**INPUT FOR THIS TASK**:
(begin)

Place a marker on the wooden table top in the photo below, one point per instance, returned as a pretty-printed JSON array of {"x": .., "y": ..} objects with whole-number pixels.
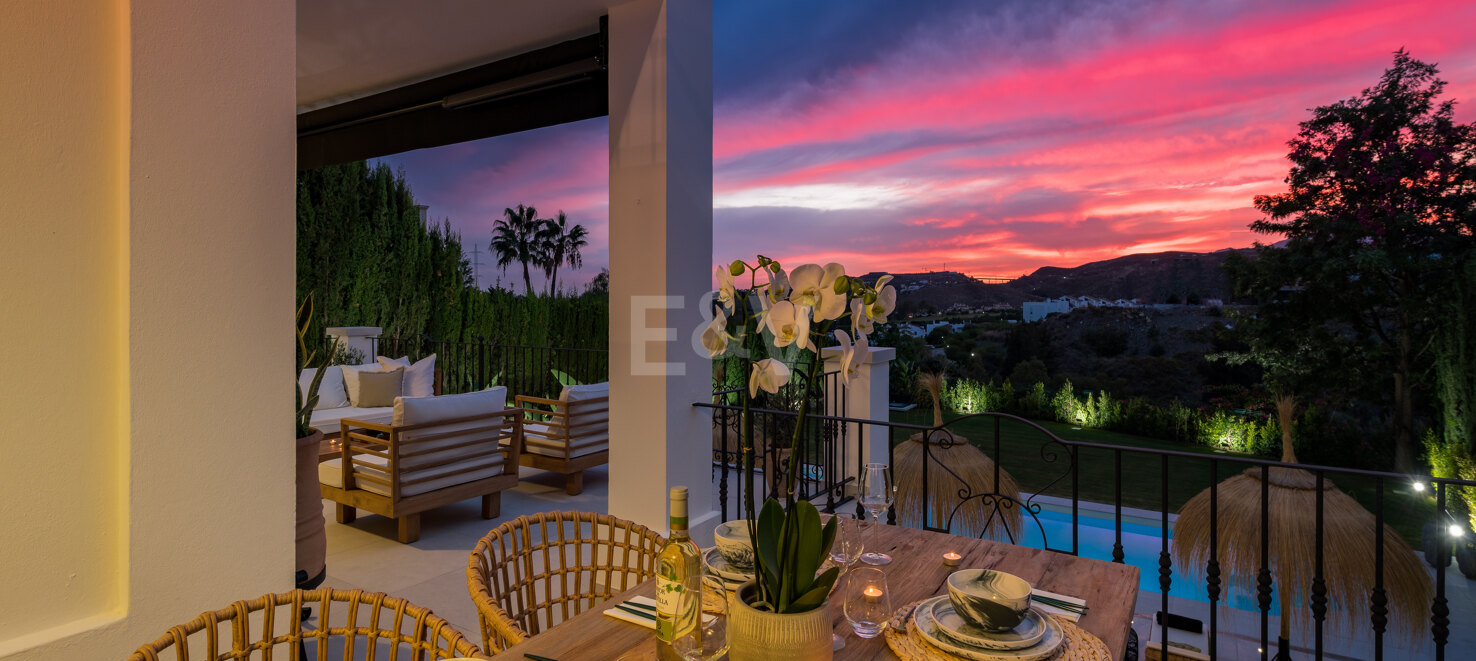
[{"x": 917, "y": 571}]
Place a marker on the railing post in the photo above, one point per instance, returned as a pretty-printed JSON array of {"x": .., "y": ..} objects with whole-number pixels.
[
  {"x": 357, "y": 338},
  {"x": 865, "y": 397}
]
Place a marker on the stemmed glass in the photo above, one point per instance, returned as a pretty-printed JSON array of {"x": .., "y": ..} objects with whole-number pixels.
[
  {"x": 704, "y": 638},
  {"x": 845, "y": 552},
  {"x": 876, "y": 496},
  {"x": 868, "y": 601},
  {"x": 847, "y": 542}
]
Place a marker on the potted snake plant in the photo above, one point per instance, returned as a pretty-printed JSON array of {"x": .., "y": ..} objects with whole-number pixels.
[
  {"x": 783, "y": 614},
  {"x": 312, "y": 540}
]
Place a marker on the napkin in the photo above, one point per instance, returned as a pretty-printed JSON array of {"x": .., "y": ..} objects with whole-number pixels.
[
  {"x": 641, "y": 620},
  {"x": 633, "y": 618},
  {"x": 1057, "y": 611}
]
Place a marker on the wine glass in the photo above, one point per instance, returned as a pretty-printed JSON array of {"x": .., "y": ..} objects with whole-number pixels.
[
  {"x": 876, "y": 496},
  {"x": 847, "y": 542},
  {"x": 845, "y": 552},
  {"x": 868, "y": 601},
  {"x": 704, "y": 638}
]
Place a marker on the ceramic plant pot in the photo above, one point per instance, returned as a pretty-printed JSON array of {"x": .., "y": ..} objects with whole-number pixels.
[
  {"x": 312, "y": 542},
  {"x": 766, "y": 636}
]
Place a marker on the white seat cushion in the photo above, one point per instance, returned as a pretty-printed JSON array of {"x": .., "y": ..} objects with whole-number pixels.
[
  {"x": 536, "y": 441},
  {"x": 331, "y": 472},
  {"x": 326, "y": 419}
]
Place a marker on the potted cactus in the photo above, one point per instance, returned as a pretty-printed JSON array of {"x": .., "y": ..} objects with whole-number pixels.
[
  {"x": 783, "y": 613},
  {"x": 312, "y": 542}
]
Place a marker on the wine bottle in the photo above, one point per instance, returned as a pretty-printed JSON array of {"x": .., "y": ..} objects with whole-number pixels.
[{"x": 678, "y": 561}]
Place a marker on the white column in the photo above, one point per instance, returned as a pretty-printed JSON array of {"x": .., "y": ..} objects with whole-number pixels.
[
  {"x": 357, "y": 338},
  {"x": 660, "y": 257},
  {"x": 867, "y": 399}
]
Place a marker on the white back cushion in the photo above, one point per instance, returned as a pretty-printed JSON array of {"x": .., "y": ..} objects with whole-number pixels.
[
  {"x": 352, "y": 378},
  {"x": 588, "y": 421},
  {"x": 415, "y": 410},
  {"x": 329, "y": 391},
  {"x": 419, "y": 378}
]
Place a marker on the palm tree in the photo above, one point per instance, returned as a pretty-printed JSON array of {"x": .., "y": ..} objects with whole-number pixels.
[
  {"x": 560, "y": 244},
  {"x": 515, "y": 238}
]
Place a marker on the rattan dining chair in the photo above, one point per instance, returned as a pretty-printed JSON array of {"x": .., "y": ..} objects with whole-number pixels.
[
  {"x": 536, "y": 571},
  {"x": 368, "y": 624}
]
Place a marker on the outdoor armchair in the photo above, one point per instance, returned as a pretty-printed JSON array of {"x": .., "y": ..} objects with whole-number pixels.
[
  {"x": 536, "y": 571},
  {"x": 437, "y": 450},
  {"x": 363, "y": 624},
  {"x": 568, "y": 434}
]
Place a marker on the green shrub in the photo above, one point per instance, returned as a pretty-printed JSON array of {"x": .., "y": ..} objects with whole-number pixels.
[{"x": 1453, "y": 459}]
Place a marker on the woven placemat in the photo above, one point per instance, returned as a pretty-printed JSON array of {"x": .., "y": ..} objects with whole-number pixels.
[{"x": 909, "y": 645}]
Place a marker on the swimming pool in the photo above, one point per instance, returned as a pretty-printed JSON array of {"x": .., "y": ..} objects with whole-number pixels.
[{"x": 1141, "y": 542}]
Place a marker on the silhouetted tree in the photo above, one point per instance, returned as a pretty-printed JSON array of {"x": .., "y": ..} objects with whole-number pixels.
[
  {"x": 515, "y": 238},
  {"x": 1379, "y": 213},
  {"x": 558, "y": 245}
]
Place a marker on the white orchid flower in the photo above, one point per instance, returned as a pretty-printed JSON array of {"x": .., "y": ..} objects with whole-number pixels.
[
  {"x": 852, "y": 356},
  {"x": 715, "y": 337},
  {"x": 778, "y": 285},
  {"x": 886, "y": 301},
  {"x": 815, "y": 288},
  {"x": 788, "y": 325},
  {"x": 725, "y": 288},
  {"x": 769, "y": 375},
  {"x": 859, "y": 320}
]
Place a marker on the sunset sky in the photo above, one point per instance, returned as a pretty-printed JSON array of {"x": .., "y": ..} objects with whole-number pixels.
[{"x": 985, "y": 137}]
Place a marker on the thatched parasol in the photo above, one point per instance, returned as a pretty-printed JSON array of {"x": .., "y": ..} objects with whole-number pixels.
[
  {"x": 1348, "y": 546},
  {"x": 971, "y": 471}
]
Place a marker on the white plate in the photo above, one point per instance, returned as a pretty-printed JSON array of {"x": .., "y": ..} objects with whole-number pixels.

(end)

**WHAT IS REQUIRED**:
Retype exactly the lines from the one containing "Place a marker on the sunset" through the last line of the records above, including both.

**EXERCISE OUTPUT**:
Place a marker on the sunset sky in the photo above, one point per instance, returned as a pretty-printed JSON array of {"x": .., "y": ..} objects with whole-number pixels.
[{"x": 985, "y": 137}]
Place a marker on the thatched parasol in the photo above, one point per instance, returned as a pretty-printed JSON array of {"x": .., "y": ..} objects with whole-number pixels.
[
  {"x": 1348, "y": 546},
  {"x": 971, "y": 471}
]
Place a marker on the white plate in the photo above, one point per instance, returned as a pretty-printed JSON array of {"x": .., "y": ..} objects with whole-number pixels.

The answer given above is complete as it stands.